■ Tugas Anda:
**A)** Salin bagian kutipan yang dimulai dengan "Kejadian itu bisa" dan berlanjut sampai "masing-masing untuk mengajar.".
**B)** Menurut kutipan, berapa usia anak yang permintaan es tong-tongnya dianggap sangat memprihatinkan?

Sepulang sekolah, seorang anak bijak berlari menuju Ibunya, dengan polos nya sang anak meminta sang Ibu untuk menunjukkan telapak kaki sang Ibu, si Ibu yang tak mengerti maksud si Anak hanya bisa menunjukkan telapak kakinya, dengan polos nya si Anak bertanya dengan penuh kebingungan "Bu, kok surga nya gak keliatan yah? aku mau liat surga, katanya ada di telapak kaki Ibu?".... (hening seketika)
Kejadian itu bisa saja terjadi pada kita, termasuk saya sendiri (nanti). Sekilas pertanyaan anak kecil itu terdengar lucu. Masa iya surga bisa keliatan di telapak kaki Ibu, Nak? Tapi yang membuat saya agak mengernyitkan dahi, kenapa seorang anak yang masih lugu diajarkan pemahaman yang belum sesuai dengan umurnya, bukankah lebih bijak kalo si Anak diajarkan tentang bagaimana cara menghormati Ibunya dengan pemilihan kata yang sesuai dengan daya serap anak tersebut? Oh ya, ini sih pendapat saya sendiri yah, setiap orang kan bebas berpendapat, dan mempunyai cara masing-masing untuk mengajar.
* * *
Mama...beli es Ma! Es tong-tong Ma!
Permintaan seperti itu sering kali saya dengar dari seorang anak, tapi yang sangat memprihatinkan bagi saya adalah manakala yang meminta itu seorang anak berusia kurang dari 2 thn. Saya pernah bertanya ke orang tua si Anak "kak, itu gapapa? gak sakit perut? memang udah pernah sebelumnya makan kaya gituan?", dengan bangga nya si Ibu menjawab "Ah gapapa, daripada nangis , biar kebal juga, udah sering itu mah dia makan, yang jorok itu kan enak". Hhm.. iya sih, yang jorok terkadang enak, hahaha, saya sendiri terkadang berpendapat begitu, tapi kan itu kondisinya beda, darimana jalannya coba, anak belum 2thn dikasi es tong-tong yang saya sendiri aja mikir-mikir makannya, nah ini..masih kecil banget!.

■ Data yang Ditampilkan:
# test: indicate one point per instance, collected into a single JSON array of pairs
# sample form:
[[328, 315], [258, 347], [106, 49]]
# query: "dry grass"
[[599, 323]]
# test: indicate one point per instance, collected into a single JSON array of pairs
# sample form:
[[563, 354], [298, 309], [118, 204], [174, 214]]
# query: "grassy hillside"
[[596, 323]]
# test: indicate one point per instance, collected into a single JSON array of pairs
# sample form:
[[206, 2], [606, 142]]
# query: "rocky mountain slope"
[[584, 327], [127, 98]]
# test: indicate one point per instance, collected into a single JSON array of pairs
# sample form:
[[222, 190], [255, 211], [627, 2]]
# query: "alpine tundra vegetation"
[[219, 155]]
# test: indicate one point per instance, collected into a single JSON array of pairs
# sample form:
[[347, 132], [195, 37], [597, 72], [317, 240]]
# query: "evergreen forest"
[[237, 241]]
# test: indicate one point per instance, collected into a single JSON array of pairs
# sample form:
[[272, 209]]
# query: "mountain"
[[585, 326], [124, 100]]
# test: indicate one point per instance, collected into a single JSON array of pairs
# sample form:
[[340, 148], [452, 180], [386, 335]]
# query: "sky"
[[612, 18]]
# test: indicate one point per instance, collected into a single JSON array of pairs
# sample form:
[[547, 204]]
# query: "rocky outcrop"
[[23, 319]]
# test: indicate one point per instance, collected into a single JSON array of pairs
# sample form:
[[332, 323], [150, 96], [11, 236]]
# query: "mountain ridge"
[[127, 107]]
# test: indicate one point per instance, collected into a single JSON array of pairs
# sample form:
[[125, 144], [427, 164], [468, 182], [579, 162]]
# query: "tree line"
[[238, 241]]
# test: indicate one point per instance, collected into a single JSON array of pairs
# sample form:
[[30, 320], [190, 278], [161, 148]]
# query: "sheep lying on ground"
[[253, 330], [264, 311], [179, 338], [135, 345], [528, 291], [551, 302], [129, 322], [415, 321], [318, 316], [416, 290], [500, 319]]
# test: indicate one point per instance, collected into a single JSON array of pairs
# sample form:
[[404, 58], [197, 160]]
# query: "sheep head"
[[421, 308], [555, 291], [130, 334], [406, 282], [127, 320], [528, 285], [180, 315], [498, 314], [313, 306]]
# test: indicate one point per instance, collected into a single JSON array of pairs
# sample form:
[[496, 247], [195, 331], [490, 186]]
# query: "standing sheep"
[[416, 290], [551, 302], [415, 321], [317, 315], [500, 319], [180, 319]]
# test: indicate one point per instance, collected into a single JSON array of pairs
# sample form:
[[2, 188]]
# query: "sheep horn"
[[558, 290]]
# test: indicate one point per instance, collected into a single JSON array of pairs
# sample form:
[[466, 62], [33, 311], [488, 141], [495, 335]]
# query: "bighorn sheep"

■ Hasil Tugas:
**A)**
Kejadian itu bisa saja terjadi pada kita, termasuk saya sendiri (nanti). Sekilas pertanyaan anak kecil itu terdengar lucu. Masa iya surga bisa keliatan di telapak kaki Ibu, Nak? Tapi yang membuat saya agak mengernyitkan dahi, kenapa seorang anak yang masih lugu diajarkan pemahaman yang belum sesuai dengan umurnya, bukankah lebih bijak kalo si Anak diajarkan tentang bagaimana cara menghormati Ibunya dengan pemilihan kata yang sesuai dengan daya serap anak tersebut? Oh ya, ini sih pendapat saya sendiri yah, setiap orang kan bebas berpendapat, dan mempunyai cara masing-masing untuk mengajar.

**B)** Kurang dari 2 tahun.